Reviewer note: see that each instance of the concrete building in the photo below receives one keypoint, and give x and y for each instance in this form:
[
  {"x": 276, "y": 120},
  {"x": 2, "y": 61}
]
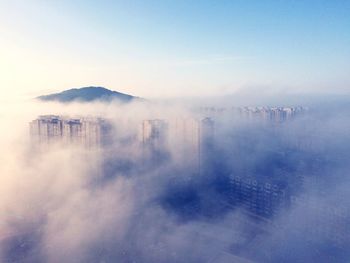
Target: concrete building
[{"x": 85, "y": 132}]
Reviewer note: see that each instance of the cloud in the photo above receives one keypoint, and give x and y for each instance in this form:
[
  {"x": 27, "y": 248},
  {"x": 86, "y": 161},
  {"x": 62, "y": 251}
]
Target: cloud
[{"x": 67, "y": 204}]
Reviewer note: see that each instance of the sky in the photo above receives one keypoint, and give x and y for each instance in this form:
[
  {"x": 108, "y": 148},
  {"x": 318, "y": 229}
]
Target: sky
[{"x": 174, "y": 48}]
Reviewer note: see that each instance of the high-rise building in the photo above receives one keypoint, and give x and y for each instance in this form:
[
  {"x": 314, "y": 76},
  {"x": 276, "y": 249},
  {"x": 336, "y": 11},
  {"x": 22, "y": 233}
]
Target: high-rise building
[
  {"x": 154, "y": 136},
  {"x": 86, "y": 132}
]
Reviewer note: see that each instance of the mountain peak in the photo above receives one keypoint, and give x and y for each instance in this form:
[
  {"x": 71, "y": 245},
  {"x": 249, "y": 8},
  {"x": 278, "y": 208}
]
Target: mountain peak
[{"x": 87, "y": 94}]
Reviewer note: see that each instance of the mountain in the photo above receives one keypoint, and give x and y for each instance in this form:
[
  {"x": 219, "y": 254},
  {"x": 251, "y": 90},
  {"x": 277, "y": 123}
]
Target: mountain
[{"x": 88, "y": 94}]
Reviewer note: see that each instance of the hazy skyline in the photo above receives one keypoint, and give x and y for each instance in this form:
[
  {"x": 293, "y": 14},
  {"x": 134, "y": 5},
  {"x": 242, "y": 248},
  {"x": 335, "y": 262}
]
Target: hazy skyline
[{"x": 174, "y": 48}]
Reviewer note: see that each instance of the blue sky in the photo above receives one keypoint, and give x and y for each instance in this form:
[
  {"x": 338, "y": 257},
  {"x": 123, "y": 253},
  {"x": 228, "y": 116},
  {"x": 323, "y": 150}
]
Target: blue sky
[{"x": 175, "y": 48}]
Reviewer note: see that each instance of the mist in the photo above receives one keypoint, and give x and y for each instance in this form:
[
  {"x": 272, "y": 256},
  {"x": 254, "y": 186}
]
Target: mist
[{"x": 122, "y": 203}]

---

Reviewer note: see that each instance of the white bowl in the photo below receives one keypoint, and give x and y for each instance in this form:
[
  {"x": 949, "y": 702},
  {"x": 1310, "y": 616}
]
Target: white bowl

==

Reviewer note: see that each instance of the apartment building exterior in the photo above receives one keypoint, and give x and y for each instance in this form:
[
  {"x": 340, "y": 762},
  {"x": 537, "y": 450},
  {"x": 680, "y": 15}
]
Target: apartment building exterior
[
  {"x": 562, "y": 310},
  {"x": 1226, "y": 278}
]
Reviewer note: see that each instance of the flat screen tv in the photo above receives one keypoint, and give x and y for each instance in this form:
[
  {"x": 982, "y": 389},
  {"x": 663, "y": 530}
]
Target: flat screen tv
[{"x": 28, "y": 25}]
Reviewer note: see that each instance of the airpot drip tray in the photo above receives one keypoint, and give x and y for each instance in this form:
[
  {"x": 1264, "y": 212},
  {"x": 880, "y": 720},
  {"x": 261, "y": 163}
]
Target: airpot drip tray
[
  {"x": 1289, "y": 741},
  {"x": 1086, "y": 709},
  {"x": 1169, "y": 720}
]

▶ SET TASK
Turn the listing above, from the line containing "Reviewer note: see that each instance of the white" up to and including the line containing "Target: white bowl", into a numbered list with blank lines left out.

▶ RESULT FOR THIS EXERCISE
1. Reviewer note: see that each instance of the white bowl in the photo below receives one keypoint, and give x and y for each instance in this form:
2. [
3.   {"x": 949, "y": 702},
4.   {"x": 1310, "y": 616}
5. ]
6. Target: white bowl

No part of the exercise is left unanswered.